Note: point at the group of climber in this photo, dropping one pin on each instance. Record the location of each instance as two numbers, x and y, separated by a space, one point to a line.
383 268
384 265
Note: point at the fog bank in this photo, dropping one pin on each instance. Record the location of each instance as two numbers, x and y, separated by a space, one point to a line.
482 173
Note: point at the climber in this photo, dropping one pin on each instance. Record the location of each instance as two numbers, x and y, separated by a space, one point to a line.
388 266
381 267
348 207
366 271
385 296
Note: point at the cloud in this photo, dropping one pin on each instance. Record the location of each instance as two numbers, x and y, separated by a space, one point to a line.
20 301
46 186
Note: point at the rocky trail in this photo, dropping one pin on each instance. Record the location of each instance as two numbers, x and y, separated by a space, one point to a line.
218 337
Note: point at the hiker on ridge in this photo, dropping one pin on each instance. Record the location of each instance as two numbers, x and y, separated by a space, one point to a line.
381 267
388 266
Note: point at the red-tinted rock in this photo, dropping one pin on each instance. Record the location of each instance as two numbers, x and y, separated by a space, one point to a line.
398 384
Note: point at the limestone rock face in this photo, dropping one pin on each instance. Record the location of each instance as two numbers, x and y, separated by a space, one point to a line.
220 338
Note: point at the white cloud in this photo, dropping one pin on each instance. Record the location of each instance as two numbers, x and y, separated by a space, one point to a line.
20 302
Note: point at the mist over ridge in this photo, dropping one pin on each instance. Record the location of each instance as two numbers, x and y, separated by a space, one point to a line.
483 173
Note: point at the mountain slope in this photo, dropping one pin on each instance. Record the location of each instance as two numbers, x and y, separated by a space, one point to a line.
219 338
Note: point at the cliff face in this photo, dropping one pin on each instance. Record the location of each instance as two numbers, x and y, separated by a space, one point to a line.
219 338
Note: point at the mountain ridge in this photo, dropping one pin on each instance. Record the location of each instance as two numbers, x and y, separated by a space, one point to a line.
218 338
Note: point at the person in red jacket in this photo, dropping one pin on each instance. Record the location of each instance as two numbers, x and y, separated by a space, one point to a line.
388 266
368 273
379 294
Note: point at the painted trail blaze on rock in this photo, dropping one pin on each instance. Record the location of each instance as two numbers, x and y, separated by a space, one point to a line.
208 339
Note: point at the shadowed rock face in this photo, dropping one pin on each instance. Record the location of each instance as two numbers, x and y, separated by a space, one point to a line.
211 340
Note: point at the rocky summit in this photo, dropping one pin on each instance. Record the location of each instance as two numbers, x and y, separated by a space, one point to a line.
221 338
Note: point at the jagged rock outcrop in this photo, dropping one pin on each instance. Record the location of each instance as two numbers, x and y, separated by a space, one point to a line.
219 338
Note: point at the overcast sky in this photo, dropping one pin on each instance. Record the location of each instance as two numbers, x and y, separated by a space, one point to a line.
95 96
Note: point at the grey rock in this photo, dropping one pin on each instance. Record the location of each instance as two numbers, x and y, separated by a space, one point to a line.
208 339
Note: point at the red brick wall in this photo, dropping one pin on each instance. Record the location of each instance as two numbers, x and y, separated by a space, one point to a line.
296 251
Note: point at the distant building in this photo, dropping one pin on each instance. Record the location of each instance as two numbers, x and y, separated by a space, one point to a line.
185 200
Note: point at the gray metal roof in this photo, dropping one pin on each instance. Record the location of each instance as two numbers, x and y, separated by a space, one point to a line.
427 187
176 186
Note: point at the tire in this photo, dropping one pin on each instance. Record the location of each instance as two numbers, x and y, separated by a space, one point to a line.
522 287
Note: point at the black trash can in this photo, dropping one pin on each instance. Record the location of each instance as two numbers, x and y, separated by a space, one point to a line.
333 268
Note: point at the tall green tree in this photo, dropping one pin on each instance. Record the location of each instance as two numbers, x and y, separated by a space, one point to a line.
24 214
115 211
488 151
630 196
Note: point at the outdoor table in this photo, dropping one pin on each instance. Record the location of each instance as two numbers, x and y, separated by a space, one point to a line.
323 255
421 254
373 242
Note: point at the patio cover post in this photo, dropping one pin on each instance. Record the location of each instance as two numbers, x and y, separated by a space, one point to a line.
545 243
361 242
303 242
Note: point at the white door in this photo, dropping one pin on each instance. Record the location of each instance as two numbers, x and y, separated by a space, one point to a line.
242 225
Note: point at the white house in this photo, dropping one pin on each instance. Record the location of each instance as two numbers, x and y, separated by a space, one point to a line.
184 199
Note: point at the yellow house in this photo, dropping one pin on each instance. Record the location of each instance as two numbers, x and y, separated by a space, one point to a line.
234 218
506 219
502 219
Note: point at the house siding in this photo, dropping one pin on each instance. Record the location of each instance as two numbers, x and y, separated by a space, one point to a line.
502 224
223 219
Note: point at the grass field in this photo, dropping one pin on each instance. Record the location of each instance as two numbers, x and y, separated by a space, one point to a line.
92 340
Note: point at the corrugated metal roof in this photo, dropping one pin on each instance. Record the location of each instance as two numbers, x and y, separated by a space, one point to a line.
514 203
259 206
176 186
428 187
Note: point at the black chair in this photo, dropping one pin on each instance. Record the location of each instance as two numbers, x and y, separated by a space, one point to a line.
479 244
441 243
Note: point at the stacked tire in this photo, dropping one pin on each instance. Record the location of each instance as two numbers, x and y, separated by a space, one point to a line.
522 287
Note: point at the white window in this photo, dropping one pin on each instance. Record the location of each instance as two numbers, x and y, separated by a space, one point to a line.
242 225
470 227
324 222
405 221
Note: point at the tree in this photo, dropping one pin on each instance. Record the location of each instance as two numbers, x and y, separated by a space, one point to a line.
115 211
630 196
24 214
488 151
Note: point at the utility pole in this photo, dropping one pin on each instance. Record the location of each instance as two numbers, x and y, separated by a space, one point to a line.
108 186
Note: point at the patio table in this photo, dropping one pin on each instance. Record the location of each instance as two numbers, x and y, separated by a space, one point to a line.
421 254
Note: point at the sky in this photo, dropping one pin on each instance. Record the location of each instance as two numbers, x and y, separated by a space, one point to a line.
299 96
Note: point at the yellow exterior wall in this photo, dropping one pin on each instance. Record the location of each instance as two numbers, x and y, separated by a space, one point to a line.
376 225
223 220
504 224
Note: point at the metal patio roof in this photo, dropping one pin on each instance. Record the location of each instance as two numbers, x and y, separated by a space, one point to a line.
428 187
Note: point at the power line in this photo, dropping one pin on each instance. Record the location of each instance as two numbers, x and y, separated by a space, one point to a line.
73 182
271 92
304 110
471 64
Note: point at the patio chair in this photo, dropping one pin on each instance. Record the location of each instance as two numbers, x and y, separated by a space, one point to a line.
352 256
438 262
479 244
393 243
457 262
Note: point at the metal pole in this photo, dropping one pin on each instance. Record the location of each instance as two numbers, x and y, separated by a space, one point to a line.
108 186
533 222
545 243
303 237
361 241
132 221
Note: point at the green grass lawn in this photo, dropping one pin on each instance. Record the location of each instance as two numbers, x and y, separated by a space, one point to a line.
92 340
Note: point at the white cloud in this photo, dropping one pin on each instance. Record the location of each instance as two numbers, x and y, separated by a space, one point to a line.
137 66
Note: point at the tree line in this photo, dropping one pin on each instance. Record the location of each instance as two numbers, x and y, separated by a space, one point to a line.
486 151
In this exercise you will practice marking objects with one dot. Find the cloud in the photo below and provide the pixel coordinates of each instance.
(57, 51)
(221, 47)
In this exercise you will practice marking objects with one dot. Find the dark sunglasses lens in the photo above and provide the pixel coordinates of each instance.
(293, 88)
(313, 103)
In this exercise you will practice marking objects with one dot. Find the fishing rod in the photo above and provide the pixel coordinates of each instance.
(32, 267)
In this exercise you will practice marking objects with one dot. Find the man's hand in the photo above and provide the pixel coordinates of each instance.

+ + + +

The full listing, top to bottom: write it out again exactly.

--- Written solution ---
Note: point at the group of climber in this photo, dropping one pin on each instance. Record the location of each instance as two numbers, x and y, separated by a space, one point to a line.
383 268
384 265
Note: point at the fog bank in this photo, dropping one pin on each instance. Record the location of each instance as two numbers, x and y, separated by a space, one point to a line.
482 173
Note: point at the climber in this photo, dropping one pin on each instance. Record the location of each instance as two numbers, x and y, separated by a space, one point to a line.
388 266
381 267
348 207
366 271
385 296
Note: point at the cloud in this photo, dropping one pin on each instance. Record the location of each instance as two numbers, x and y, separated by a space, one point to a line.
20 301
46 186
Note: point at the rocky trail in this photo, dropping one pin on each instance. Record the location of each instance as two numbers, x and y, separated by a space, one point to a line.
218 337
Note: point at the hiker on ridge in this photo, dropping one pin on each instance. Record the location of each instance as two numbers, x and y, separated by a space, one point to a line.
381 267
388 266
Note: point at the red-tinted rock in this photo, dropping one pin on each instance. Record the location of each instance as two numbers, x and y, separated by a space, one point to a line.
398 384
Note: point at the limestone rock face in this photo, dropping one pin on each instance. Record the location of each instance as two numbers, x and y, separated by a space, one point to a line.
220 338
Note: point at the white cloud in this photo, dropping one pin on each instance. Record the location of each instance as two numbers, x and y, separated by a space, one point to a line.
20 302
Note: point at the mist over ridge in this photo, dropping one pin on each instance. Record the location of each instance as two numbers, x and y, separated by a space, one point to a line.
483 173
Note: point at the mountain slope in this photo, dropping one pin on each instance. Record the location of each instance as two numbers, x and y, separated by a space, one point to a line.
219 338
Note: point at the cliff face in this photo, dropping one pin on each instance. Record the location of each instance as two numbers, x and y, separated by a space, one point to a line.
219 338
Note: point at the mountain ridge in this photo, dropping one pin on each instance. Record the location of each instance as two numbers, x and y, separated by a space, one point to a line.
218 338
Note: point at the person in red jacket in this photo, dropping one pin on each instance. Record the location of each instance as two numbers, x and y, separated by a space, one point to a line.
388 266
368 273
379 294
Note: point at the painted trail blaze on rock in this photo, dropping one pin on each instance. Record the location of each instance as two numbers, x and y, separated by a space, one point to a line.
208 339
Note: point at the shadowed rock face in this photo, dropping one pin on each instance. Record the location of each instance as two numbers, x and y, separated by a space, one point to a line.
211 340
Note: point at the rocky summit in this photo, dropping one pin on each instance. Record the location of each instance as two numbers, x and y, separated by a space, one point to a line.
221 338
Note: point at the jagged rock outcrop in this photo, dropping one pin on each instance. Record the location of each instance as two numbers, x and y, separated by a space, one point to a line.
219 338
Note: point at the overcast sky in this photo, dropping one pin on each instance. Record the location of each instance as two numbers, x and y, separated by a space, one point to a line.
95 96
Note: point at the grey rock in this photo, dropping one pin on each instance. Record the location of each instance as two numbers, x and y, separated by a space, one point to a line.
208 339
Note: point at the red brick wall in this photo, dropping one pin on each instance. Record the location of each instance as two numbers, x and y, separated by a space, one point to a line.
296 251
Note: point at the distant building in this photo, dropping one pin on each instance. Record the location of each instance as two numbers, x and y, separated by a space, one point to a line.
185 200
Note: point at the gray metal roof in this photo, dropping one pin on each instance. Record the location of each instance as two numbers, x and y, separated by a space, one point to a line.
427 187
176 186
Note: point at the tire in this photo, dropping one pin on each instance. Record the location of each instance as two numbers, x and y, separated by a space, one point to a line.
522 287
Note: point at the black trash can in this photo, dropping one pin on each instance. Record the location of each instance as two numbers, x and y, separated by a space, one point to a line.
333 268
Note: point at the tall green tree in this photo, dropping one pin on each instance. Record the location of each instance as two numbers, x and y, separated by a space, one point to a line.
24 214
115 211
488 151
630 196
Note: point at the outdoor table in this photo, dropping one pin on each instance. Record the location of each instance as two numbers, x and y, separated by a space, one point to a line.
323 255
421 254
373 242
Note: point at the patio cover post in this photo, dropping one pin on each instance. Record the location of each instance as two numbers, x and y, separated by a space, one point to a line.
545 243
361 242
303 242
Note: point at the white door in this photo, dropping one pin on each instance. Record the location of each instance as two numbers, x and y, separated by a space, one point to a line.
242 225
Note: point at the white house in this photo, dropping one pin on each instance. Record the location of each instance as two numbers, x and y, separated by a space, one point to a line.
184 199
Note: point at the yellow house in this photo, dropping one pin on each instance. Record the location of each instance as two numbers, x and y, separated by a space, one point to a line.
234 218
506 219
502 219
Note: point at the house siding in this photo, dropping one pin on each instance. Record the location of each instance as two numbers, x and y, separated by a space, one point to a line.
502 224
223 219
Note: point at the grass field in this photo, dropping one pin on each instance. Record the location of each instance as two numbers, x and y, separated by a space, one point to a line.
92 340
Note: point at the corrugated metal roof in this photo, dropping one pin on each instance. Record the location of each instance as two numbers, x and y, separated by a space, one point to a line.
514 203
259 206
176 186
428 187
Note: point at the black chair in this photo, dropping one pin on each instance. Record the location of each instance as two numbers, x and y, separated by a space, one point to a line.
479 244
441 243
Note: point at the stacked tire in this photo, dropping one pin on each instance. Record the location of each instance as two numbers, x and y, separated by a space, one point to a line.
522 287
Note: point at the white window in this photo, dropping one pin on each instance. Record the location of each instance as two numbers, x and y, separated by a space, one point to a line.
242 225
470 227
324 222
405 221
Note: point at the tree in this photo, dropping one pin on each instance. Record the location of each instance as two numbers, x and y, separated by a space, one point to a line.
115 211
630 196
24 214
488 151
Note: point at the utility pole in this photo, dropping one pin on each instance. Record the location of each instance as two numbers, x and y, separated by a space, one point to a line.
108 186
Note: point at the patio table in this photo, dropping one pin on each instance. Record the location of each instance as two numbers, x and y, separated by a space, one point to a line.
421 254
Note: point at the sky in this photo, dropping one pin on each instance. Record the location of each instance as two numbers, x and y, separated by a space, one point to a line.
299 96
Note: point at the yellow exterior wall in this photo, dropping one pin on each instance. Record the location of each instance as two numbers, x and y, separated by a space, one point to a line.
376 225
223 220
504 224
Note: point at the metal patio roof in this photo, dropping one pin on each instance. Record the location of each instance as two numbers, x and y, separated by a space, one point to a line.
428 187
Note: point at the power line in this photo, dropping one pin on each instance. Record the location of each instance as two numbers, x and y, separated by a space, one point to a line.
73 182
271 92
304 110
471 64
Note: point at the patio chair in this photo, dropping one pin on each instance. Record the location of each instance as two numbers, x and y, separated by a space, one point to a line.
352 256
438 262
479 244
393 243
457 262
Note: point at the metal pole in this photo, dropping one pin on each instance. Record the location of each instance as two numbers, x and y, separated by a space, one point to a line.
108 186
533 222
545 243
303 237
361 241
132 221
Note: point at the green grass lawn in this photo, dropping one pin on each instance. Record the location of each instance as two numbers, x and y, separated by a space, one point to a line.
92 340
Note: point at the white cloud in this photo, dropping one pin on each instance. Record the location of each instance as two numbers, x and y, separated by a space, one point to a line.
137 66
Note: point at the tree line in this photo, dropping one pin on each instance. Record the location of each instance as two numbers, x and y, separated by a space, one point to a line.
486 151
In this exercise you will practice marking objects with one dot. Find the cloud in the photo below and provide the pixel coordinates of each instance.
(57, 51)
(221, 47)
In this exercise you will practice marking objects with one dot. Find the dark sunglasses lens in the photo above and provide the pixel coordinates of each instance.
(293, 88)
(313, 103)
In this exercise you will practice marking objects with one dot. Find the fishing rod in the photo above and provide the pixel coordinates of each instance.
(32, 267)
In this exercise you will practice marking objects with one dot. Find the man's hand in the photo above and provide the pixel coordinates of each instance.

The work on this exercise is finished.